> **WHAT IS REQUIRED**:
Exactly the lines from the one containing "the bus door." through the final line of the listing are to be retyped, and nothing more.

>> start

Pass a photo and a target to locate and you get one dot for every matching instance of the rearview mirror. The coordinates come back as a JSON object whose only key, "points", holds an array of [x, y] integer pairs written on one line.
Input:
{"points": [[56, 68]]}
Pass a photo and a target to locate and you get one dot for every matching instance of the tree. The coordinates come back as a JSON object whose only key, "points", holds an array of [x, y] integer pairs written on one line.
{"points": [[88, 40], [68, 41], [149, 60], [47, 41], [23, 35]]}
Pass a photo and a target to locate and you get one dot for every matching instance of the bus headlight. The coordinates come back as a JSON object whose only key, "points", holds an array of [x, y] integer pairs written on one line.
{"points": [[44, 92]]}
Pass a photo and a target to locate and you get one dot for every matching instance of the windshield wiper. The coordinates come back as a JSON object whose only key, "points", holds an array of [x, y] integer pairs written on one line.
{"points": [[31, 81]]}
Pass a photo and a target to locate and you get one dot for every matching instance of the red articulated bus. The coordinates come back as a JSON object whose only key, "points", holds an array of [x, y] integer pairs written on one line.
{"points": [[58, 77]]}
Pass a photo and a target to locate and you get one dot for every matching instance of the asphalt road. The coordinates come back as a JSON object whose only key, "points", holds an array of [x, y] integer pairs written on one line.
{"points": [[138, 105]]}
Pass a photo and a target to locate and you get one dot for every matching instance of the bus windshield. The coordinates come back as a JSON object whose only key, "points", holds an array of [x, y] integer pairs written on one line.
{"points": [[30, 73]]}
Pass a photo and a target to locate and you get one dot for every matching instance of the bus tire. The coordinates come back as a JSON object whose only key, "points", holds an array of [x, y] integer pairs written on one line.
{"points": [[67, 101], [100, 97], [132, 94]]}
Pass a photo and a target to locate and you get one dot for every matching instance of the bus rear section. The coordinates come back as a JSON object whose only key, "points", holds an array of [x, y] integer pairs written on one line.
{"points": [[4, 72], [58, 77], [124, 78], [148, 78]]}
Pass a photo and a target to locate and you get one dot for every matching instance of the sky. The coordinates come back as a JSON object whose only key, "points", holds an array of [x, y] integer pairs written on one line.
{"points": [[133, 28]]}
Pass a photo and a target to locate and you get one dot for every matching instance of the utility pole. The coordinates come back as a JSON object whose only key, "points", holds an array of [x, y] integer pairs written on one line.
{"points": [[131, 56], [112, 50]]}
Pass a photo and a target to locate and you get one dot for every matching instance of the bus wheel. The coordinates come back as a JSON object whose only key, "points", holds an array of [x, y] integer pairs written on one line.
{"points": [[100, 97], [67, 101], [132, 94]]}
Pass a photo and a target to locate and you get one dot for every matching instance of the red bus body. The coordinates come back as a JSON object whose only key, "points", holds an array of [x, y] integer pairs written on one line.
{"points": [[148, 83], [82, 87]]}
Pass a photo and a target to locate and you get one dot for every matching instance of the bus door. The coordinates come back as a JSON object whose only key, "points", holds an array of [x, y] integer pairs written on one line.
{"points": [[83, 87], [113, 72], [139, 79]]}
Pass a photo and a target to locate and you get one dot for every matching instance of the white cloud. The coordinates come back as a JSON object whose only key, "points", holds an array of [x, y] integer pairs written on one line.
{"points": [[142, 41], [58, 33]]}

>> end

> **TASK SOLUTION**:
Pass a photo and a target to locate and you get one dot for every matching instance of the bus door. The coordinates come back as a JSON object whose only key, "points", holds an array of [x, y] integer pairs written on one line.
{"points": [[83, 87], [113, 72], [139, 79]]}
Pass a photo and a target to locate and you get one dot for every matching instance of the white cloud. The coordinates come back as a JSON object whose only key, "points", holds an array of [x, y] integer pairs written on one line.
{"points": [[142, 41], [58, 33]]}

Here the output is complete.